# Work to do:
1 > For the misl package text, decide whether each statement agrees with it: (a) the simulated dataset has 300 rows; (b) smoker is simulated as an ordered categorical outcome; (c) forty values of sbp are set to missing. Answer yes or no for each, quoting the deciding words of the text.
2 > According to the misl package text, what does misl build for each incomplete column?
3 > Extend the misl package walkthrough past its last line.

# Page text:
Rather than relying on a single parametric imputation model, misl builds a stacked ensemble of machine learning algorithms for each incomplete column, producing well-calibrated imputations for continuous, binary, categorical, and ordered categorical variables.

Installation

# Install from GitHub
remotes::install_github("JustinManjourides/misl")

# Optional backend packages for additional learners
install.packages(c("ranger", "xgboost", "earth", "MASS"))

Simulated data

We simulate a small dataset with four types of incomplete variables to demonstrate misl across all supported outcome types.

library(misl)

set.seed(42)
n <- 300

sim_data <- data.frame(
  # Continuous predictors (always observed)
  age    = round(rnorm(n, mean = 50, sd = 12)),
  bmi    = round(rnorm(n, mean = 26, sd = 4), 1),
  # Continuous outcome with missingness
  sbp    = round(120 + 0.4 * rnorm(n, mean = 50, sd = 12) +
                       0.3 * rnorm(n, mean = 26, sd = 4) + rnorm(n, sd = 10)),
  # Binary outcome with missingness (0 = no, 1 = yes)
  smoker = rbinom(n, 1, prob = 0.3),
  # Unordered categorical outcome with missingness
  group  = factor(sample(c("A", "B", "C"), n, replace = TRUE,
                         prob = c(0.4, 0.35, 0.25))),
  # Ordered categorical outcome with missingness
  health = factor(sample(c("Poor", "Fair", "Good", "Excellent"), n,
                         replace = TRUE, prob = c(0.1, 0.2, 0.5, 0.2)),
                  levels  = c("Poor", "Fair", "Good", "Excellent"),
                  ordered = TRUE)
)

# Introduce missing values
sim_data[sample(n, 40), "sbp"]    <- NA
sim_data[sample(n, 30), "smoker"] <- NA
sim_data[sample(n, 30), "group"]  <- NA
sim_data[sample(n, 30), "health"] <- NA

# Summarise missingness
sapply(sim_data, function(x) sum(is.na(x)))

[Detection annotation records]
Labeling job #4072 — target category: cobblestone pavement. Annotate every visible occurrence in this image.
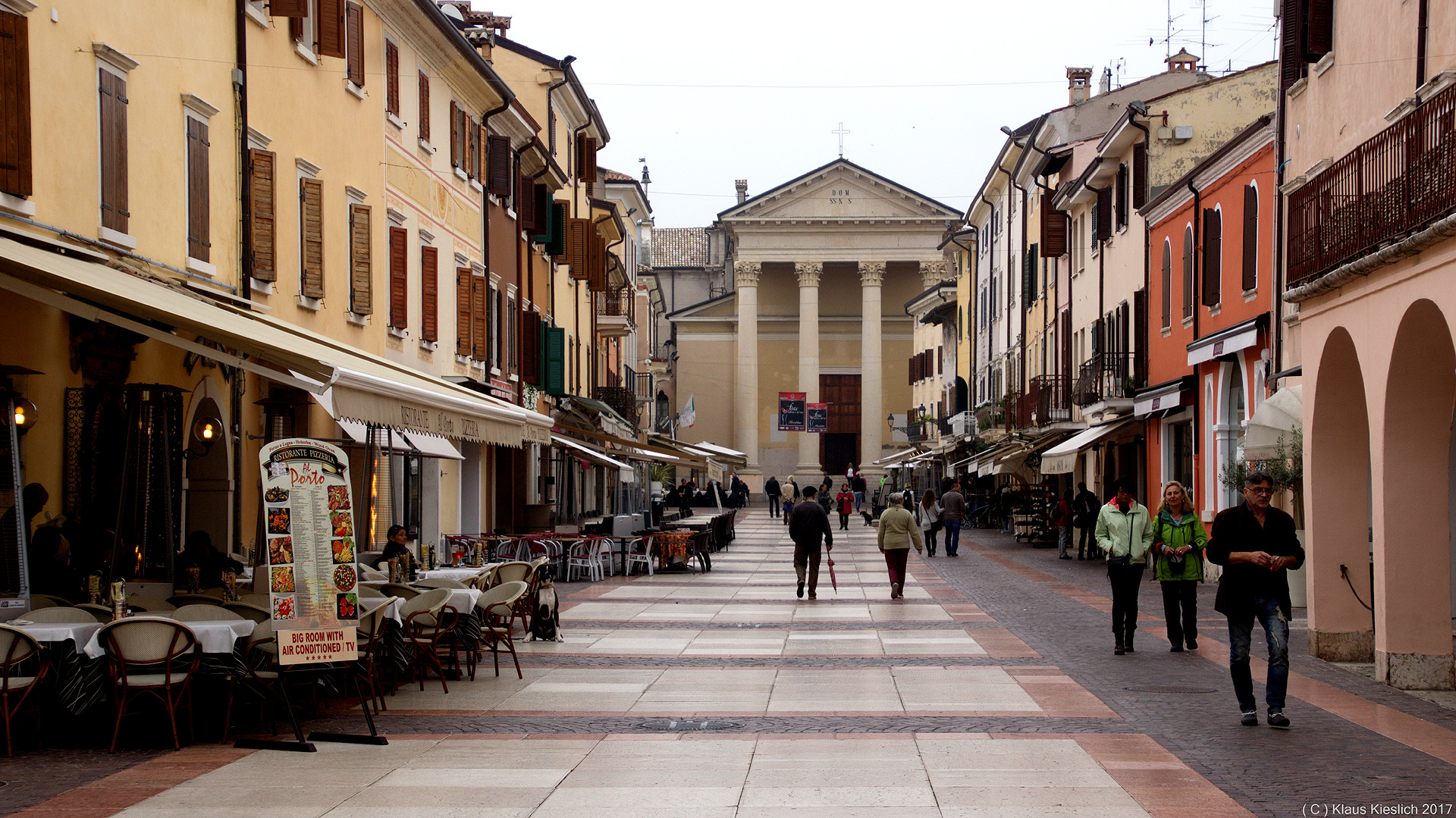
[8,509,1456,818]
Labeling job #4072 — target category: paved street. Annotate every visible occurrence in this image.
[8,508,1456,818]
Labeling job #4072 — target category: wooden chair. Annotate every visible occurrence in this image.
[96,617,202,753]
[0,625,51,755]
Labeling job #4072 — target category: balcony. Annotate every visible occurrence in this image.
[1288,86,1456,287]
[592,287,636,337]
[1072,353,1138,415]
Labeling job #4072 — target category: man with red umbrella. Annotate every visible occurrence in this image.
[789,486,834,600]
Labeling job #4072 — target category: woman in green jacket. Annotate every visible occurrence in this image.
[1153,481,1209,653]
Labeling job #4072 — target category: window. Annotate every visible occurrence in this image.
[0,11,32,196]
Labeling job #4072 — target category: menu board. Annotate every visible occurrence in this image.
[805,403,828,432]
[258,438,359,665]
[779,391,808,432]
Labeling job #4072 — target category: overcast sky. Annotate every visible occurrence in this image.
[486,0,1276,227]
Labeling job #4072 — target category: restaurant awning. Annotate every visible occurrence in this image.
[0,233,551,445]
[1041,419,1141,475]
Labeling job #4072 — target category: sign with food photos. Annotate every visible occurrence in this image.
[258,438,359,665]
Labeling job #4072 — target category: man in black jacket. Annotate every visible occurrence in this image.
[789,486,834,600]
[1207,472,1304,729]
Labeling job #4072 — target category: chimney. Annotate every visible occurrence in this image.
[1067,65,1092,105]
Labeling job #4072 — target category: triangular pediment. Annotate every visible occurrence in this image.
[718,158,959,221]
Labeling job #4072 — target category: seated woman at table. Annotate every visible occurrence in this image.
[30,525,87,603]
[177,531,243,588]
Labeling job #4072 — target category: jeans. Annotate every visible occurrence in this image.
[1106,562,1146,645]
[1228,588,1288,713]
[945,519,961,556]
[1160,579,1198,647]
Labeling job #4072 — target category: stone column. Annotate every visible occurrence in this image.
[793,262,824,487]
[733,262,763,476]
[859,262,888,483]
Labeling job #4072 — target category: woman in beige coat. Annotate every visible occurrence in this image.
[880,492,924,600]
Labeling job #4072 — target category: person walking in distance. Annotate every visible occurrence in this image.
[1067,483,1098,559]
[1095,479,1153,657]
[789,486,834,600]
[1153,481,1209,653]
[1209,472,1304,729]
[880,492,930,600]
[940,483,965,556]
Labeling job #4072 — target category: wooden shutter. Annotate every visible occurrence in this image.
[419,247,440,342]
[1041,193,1067,253]
[470,275,491,361]
[0,11,33,196]
[185,117,212,262]
[96,68,131,233]
[1133,143,1147,208]
[486,136,513,196]
[247,150,278,281]
[1203,207,1223,307]
[544,326,566,394]
[299,179,323,299]
[1244,185,1260,293]
[313,0,348,58]
[350,204,374,316]
[345,3,364,87]
[389,227,410,329]
[415,71,429,143]
[456,266,475,358]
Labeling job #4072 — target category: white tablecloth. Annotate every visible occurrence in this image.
[8,617,102,653]
[84,617,253,660]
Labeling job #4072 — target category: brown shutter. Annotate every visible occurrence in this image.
[1133,143,1147,208]
[299,179,323,299]
[345,3,364,87]
[187,117,212,262]
[1244,185,1260,293]
[1203,207,1223,307]
[419,247,440,342]
[350,204,374,316]
[0,11,32,196]
[247,150,278,281]
[313,0,347,58]
[98,68,131,233]
[456,266,475,356]
[389,227,410,329]
[1041,193,1067,253]
[470,275,491,361]
[486,136,511,196]
[415,71,429,143]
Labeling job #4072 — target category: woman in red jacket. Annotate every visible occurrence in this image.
[834,483,855,531]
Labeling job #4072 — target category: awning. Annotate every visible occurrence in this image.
[337,421,464,460]
[1244,386,1304,460]
[1041,419,1141,475]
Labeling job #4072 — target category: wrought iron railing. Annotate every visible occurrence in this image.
[1288,86,1456,287]
[1072,353,1138,406]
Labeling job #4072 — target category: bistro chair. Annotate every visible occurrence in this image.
[475,582,527,679]
[96,617,202,753]
[0,625,51,755]
[25,606,96,625]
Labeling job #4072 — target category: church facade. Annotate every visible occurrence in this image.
[668,158,959,487]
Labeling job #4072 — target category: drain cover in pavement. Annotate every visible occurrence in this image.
[638,719,742,732]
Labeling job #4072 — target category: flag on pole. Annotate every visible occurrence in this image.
[677,394,698,427]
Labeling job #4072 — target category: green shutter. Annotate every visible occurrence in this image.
[544,326,566,394]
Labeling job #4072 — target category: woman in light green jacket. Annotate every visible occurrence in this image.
[1094,478,1153,657]
[1153,481,1209,653]
[880,492,924,600]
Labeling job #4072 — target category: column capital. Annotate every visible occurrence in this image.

# Responses in order:
1 >
(a) Yes: "n <- 300"
(b) No: "# Binary outcome with missingness (0 = no, 1 = yes)"
(c) Yes: "sim_data[sample(n, 40), "sbp"]"

2 > A stacked ensemble of machine learning algorithms.

3 >
#>    age    bmi    sbp smoker  group health 
#>      0      0     40     30     30     30

Built-in learners

Use list_learners() to see the available named learners, optionally filtered by outcome type:

knitr::kable(list_learners())

learner	description	continuous	binomial	categorical	ordinal	package	installed
glm	Linear / logistic regression	TRUE	TRUE	FALSE	FALSE	stats	TRUE
mars	Multivariate adaptive regression splines	TRUE	TRUE	FALSE	FALSE	earth	TRUE
multinom_reg	Multinomial regression	FALSE	FALSE	TRUE	FALSE	nnet	TRUE
polr	Proportional odds logistic regression	FALSE	FALSE	FALSE	TRUE	MASS	TRUE
rand_forest	Random forest	TRUE	TRUE	TRUE	TRUE	ranger	TRUE
boost_tree	Gradient boosted trees	TRUE	TRUE	TRUE	TRUE	xgboost	TRUE

knitr::kable(list_learners("ordinal"))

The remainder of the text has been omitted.